> [TO DO]:
Copy out each line of the listing below that contains the word "orange".

> [SUPPLIED INFORMATION]:
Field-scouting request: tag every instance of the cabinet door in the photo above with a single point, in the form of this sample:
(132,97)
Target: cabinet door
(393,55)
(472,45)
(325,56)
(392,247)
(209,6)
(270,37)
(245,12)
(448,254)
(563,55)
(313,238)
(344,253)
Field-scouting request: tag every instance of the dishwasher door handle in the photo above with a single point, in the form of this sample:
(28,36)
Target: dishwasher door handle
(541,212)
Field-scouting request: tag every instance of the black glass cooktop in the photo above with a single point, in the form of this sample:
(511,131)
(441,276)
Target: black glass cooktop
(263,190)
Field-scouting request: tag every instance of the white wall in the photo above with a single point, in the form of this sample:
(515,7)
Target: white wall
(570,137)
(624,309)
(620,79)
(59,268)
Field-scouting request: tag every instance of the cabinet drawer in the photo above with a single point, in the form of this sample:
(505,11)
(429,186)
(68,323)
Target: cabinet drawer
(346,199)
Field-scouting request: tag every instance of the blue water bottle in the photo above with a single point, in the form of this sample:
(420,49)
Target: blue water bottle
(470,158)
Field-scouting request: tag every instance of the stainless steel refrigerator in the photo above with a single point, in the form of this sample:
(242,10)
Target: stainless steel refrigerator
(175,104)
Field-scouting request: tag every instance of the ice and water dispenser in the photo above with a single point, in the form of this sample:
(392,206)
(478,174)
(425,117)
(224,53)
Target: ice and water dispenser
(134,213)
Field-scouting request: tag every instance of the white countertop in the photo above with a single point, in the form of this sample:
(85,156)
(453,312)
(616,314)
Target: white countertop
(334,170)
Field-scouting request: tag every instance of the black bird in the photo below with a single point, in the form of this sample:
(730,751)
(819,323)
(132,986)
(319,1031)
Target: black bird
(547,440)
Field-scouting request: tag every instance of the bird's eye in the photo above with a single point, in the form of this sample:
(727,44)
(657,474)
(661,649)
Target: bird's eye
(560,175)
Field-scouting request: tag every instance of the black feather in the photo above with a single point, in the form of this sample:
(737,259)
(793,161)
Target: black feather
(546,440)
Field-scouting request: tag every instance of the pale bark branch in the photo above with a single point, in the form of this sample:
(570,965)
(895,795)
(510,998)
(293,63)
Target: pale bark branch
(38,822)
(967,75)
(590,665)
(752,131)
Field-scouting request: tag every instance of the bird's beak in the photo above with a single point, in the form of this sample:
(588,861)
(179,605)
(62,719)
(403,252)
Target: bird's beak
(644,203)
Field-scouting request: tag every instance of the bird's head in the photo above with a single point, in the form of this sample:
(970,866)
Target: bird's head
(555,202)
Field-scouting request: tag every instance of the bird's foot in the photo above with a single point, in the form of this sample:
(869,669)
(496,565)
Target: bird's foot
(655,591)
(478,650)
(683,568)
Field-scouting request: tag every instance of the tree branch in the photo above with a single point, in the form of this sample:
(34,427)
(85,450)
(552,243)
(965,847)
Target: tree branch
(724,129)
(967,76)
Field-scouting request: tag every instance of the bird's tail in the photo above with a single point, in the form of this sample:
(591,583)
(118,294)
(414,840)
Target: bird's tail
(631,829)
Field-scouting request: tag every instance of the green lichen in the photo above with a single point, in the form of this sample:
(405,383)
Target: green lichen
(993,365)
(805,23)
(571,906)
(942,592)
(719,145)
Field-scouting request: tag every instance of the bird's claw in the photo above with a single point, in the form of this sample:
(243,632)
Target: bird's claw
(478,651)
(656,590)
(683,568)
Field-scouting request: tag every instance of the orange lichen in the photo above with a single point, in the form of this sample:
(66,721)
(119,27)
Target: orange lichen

> [PROBLEM SOLUTION]:
Field-scouting request: tag every instance of the orange lichen in the photo above with a single point, in the form of this sample:
Target: orange lichen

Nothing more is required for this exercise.